TASK TO COMPLETE —
Give back, unchanged, each line from the one containing "Outline every instance of the stone." through the last line of the entries below.

DATA SECTION —

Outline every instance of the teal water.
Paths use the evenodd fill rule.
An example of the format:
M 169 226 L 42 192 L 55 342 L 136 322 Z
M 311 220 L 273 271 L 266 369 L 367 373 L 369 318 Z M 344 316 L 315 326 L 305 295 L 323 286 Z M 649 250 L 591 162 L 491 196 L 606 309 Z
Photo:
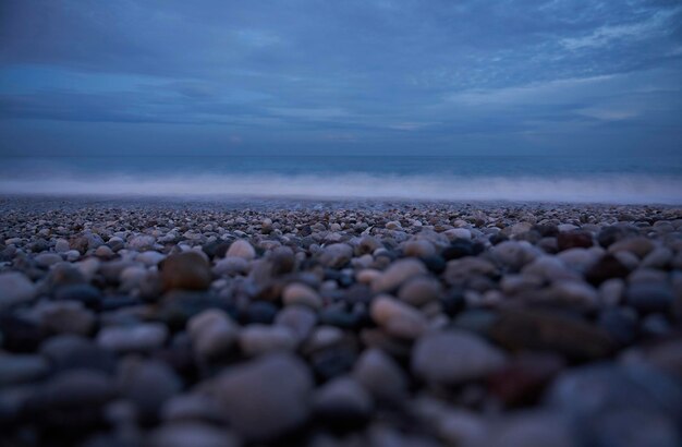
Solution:
M 5 157 L 0 194 L 682 204 L 682 156 Z

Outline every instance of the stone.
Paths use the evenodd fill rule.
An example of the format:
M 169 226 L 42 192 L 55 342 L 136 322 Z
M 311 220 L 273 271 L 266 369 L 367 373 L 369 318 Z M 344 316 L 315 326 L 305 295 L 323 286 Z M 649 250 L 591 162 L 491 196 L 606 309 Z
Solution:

ANSWER FOR THIS EXERCISE —
Outline every instance of the stone.
Paths use the evenodd fill rule.
An example of the format:
M 169 226 L 42 192 L 55 342 L 136 322 Z
M 311 220 L 273 271 L 266 369 L 367 373 L 369 318 Z M 344 316 L 315 326 L 305 295 L 323 286 Z M 649 250 L 591 162 L 491 196 L 606 309 Z
Solution:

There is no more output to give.